Render every line of the listing that follows as a numbered list, omitting blank lines and leaving the pictures out of your answer.

(Records from a point-labeling set)
——
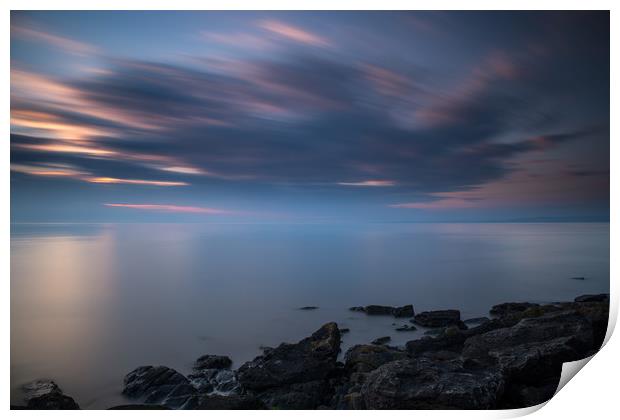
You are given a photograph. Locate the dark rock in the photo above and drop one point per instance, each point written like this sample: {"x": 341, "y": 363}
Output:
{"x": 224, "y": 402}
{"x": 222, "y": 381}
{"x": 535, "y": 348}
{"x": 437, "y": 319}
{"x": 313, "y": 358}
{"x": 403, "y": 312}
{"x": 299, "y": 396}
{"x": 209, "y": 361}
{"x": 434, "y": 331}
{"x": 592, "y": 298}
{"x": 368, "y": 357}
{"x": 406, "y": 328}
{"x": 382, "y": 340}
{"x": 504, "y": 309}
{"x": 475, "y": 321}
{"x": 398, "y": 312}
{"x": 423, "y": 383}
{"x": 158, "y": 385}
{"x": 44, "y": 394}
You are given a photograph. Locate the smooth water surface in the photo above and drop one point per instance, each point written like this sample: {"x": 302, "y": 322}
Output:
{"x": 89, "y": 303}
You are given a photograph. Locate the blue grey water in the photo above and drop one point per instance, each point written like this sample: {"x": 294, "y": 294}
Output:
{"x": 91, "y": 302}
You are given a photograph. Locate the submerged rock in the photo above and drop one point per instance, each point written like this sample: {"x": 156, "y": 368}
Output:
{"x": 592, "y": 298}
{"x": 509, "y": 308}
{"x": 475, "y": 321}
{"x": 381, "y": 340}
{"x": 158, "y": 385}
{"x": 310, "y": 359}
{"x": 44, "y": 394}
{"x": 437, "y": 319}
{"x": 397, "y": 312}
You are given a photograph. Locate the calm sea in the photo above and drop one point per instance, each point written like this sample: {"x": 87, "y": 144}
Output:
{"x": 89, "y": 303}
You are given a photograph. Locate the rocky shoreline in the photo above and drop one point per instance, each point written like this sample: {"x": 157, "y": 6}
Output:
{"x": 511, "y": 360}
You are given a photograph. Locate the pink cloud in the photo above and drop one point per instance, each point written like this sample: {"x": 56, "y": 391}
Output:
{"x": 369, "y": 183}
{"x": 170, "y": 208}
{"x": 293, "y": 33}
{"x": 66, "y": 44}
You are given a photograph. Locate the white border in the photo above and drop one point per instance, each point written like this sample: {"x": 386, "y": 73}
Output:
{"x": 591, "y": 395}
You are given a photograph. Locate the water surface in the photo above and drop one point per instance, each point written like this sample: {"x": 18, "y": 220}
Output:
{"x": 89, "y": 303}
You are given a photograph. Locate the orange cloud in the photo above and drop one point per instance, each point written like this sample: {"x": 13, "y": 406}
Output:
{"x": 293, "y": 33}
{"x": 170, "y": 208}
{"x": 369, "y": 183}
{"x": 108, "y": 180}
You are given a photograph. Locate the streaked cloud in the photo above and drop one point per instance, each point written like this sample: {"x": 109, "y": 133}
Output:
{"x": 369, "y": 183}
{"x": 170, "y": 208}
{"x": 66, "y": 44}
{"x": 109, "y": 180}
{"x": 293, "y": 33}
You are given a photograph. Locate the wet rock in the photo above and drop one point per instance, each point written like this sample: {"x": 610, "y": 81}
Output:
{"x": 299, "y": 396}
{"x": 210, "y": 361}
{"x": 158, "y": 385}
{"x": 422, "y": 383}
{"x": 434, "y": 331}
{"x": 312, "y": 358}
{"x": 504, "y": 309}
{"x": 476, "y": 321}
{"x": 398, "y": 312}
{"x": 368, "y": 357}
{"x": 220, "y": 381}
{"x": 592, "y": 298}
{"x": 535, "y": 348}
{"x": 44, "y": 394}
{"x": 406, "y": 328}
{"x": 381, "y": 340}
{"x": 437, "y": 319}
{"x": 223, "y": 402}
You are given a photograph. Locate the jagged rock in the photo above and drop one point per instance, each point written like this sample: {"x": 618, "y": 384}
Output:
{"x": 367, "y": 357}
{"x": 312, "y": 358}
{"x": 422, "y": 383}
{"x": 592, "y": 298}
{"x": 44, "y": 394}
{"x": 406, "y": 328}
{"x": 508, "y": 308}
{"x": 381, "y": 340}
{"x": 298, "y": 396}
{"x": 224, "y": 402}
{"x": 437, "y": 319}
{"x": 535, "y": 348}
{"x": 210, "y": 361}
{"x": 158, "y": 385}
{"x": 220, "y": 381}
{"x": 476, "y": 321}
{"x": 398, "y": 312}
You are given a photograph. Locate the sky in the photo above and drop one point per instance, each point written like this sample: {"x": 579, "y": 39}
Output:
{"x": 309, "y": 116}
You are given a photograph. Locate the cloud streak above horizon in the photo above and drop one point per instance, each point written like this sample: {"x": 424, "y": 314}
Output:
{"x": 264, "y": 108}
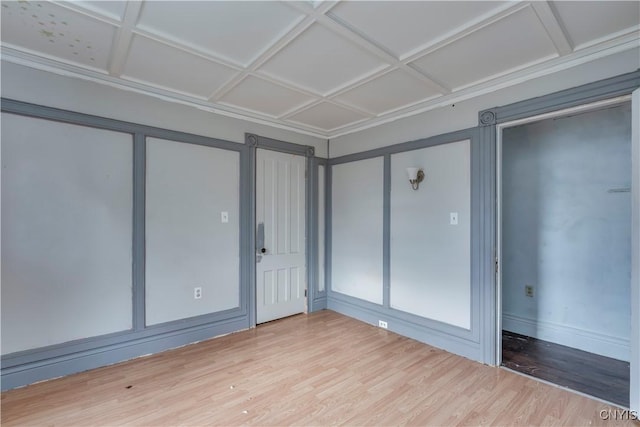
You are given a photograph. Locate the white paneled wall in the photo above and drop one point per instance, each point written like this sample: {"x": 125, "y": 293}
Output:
——
**Output of the exercise**
1. You are given a photograph. Locate the dark rock in the photo above and drop one point per instance, each point written like this sample: {"x": 341, "y": 363}
2. Output:
3. {"x": 224, "y": 402}
4. {"x": 222, "y": 381}
5. {"x": 535, "y": 348}
6. {"x": 437, "y": 319}
7. {"x": 313, "y": 358}
8. {"x": 403, "y": 312}
9. {"x": 299, "y": 396}
10. {"x": 209, "y": 361}
11. {"x": 434, "y": 331}
12. {"x": 592, "y": 298}
13. {"x": 368, "y": 357}
14. {"x": 406, "y": 328}
15. {"x": 382, "y": 340}
16. {"x": 504, "y": 309}
17. {"x": 475, "y": 321}
18. {"x": 398, "y": 312}
19. {"x": 423, "y": 383}
20. {"x": 158, "y": 385}
21. {"x": 44, "y": 394}
22. You are given a photograph. Locate the smooth water surface in the photo above and drop one point per instance, each point written like this sample: {"x": 302, "y": 322}
23. Output:
24. {"x": 89, "y": 303}
25. You are given a photograph. Locate the blue grey water in the photo above and drop one point per instance, each point written like this sample: {"x": 294, "y": 294}
26. Output:
27. {"x": 91, "y": 302}
28. You are given a photograph. Locate the submerged rock in the photo above and drop one point per instance, each point written like this sample: {"x": 156, "y": 368}
29. Output:
30. {"x": 592, "y": 298}
31. {"x": 509, "y": 308}
32. {"x": 475, "y": 321}
33. {"x": 381, "y": 340}
34. {"x": 158, "y": 385}
35. {"x": 310, "y": 359}
36. {"x": 44, "y": 394}
37. {"x": 437, "y": 319}
38. {"x": 397, "y": 312}
39. You are given a photograph. Locate the calm sea in the photo above and drop one point per instance, each point written like this sample: {"x": 87, "y": 144}
40. Output:
41. {"x": 89, "y": 303}
42. You are given a photograph. Locate the rocky shoreline in the photo above and drop one point per instance, each point written like this sample: {"x": 157, "y": 6}
43. Output:
44. {"x": 511, "y": 360}
45. You are given a photograph. Locate the pink cloud in the photo above and drop one point per instance, each point written like this sample: {"x": 56, "y": 391}
46. Output:
47. {"x": 369, "y": 183}
48. {"x": 170, "y": 208}
49. {"x": 293, "y": 33}
50. {"x": 66, "y": 44}
51. You are given a photograph. Locate the white border in the photo above and drop one point per instance, each point written like this sample: {"x": 386, "y": 73}
52. Output:
53. {"x": 591, "y": 395}
54. You are given a photograph. Locate the water surface in the photo above and drop one point per instance, each point written like this sample: {"x": 18, "y": 220}
55. Output:
56. {"x": 89, "y": 303}
57. You are given a photograph. Locate the orange cloud in the photo above and drop one point per instance, each point written like this sample: {"x": 13, "y": 406}
58. Output:
59. {"x": 293, "y": 33}
60. {"x": 170, "y": 208}
61. {"x": 369, "y": 183}
62. {"x": 108, "y": 180}
63. You are given a photograph. Locate the streaked cloud in the photo above and drop one point per instance, each point written like this sample: {"x": 109, "y": 133}
64. Output:
65. {"x": 369, "y": 183}
66. {"x": 170, "y": 208}
67. {"x": 66, "y": 44}
68. {"x": 109, "y": 180}
69. {"x": 293, "y": 33}
70. You are given a photograph. Locate the wet rock in the photo above and drop one point per instance, each point written like this sample: {"x": 610, "y": 81}
71. Output:
72. {"x": 299, "y": 396}
73. {"x": 210, "y": 361}
74. {"x": 158, "y": 385}
75. {"x": 422, "y": 383}
76. {"x": 434, "y": 331}
77. {"x": 312, "y": 358}
78. {"x": 504, "y": 309}
79. {"x": 476, "y": 321}
80. {"x": 398, "y": 312}
81. {"x": 368, "y": 357}
82. {"x": 220, "y": 381}
83. {"x": 592, "y": 298}
84. {"x": 535, "y": 348}
85. {"x": 44, "y": 394}
86. {"x": 406, "y": 328}
87. {"x": 381, "y": 340}
88. {"x": 437, "y": 319}
89. {"x": 223, "y": 402}
90. You are given a photograph. Locate the jagged rock in the photo above and drop one point per instance, each point written like this sample: {"x": 618, "y": 384}
91. Output:
92. {"x": 367, "y": 357}
93. {"x": 312, "y": 358}
94. {"x": 422, "y": 383}
95. {"x": 592, "y": 298}
96. {"x": 44, "y": 394}
97. {"x": 406, "y": 328}
98. {"x": 508, "y": 308}
99. {"x": 381, "y": 340}
100. {"x": 298, "y": 396}
101. {"x": 224, "y": 402}
102. {"x": 437, "y": 319}
103. {"x": 535, "y": 348}
104. {"x": 210, "y": 361}
105. {"x": 158, "y": 385}
106. {"x": 220, "y": 381}
107. {"x": 476, "y": 321}
108. {"x": 398, "y": 312}
109. You are given a photograph. Locate the sky in the photo above and drop one point per instance, each point written like this sample: {"x": 579, "y": 39}
110. Output:
111. {"x": 309, "y": 116}
112. You are given a photograph. Locate the cloud streak above horizon in the photo above and drop one point per instance, each point written like this sample: {"x": 424, "y": 314}
113. Output:
114. {"x": 264, "y": 108}
115. You are given a photograph. Locate the white paneled wall in the photo above and drop one point per instance, each point written like this sample: {"x": 125, "y": 293}
116. Output:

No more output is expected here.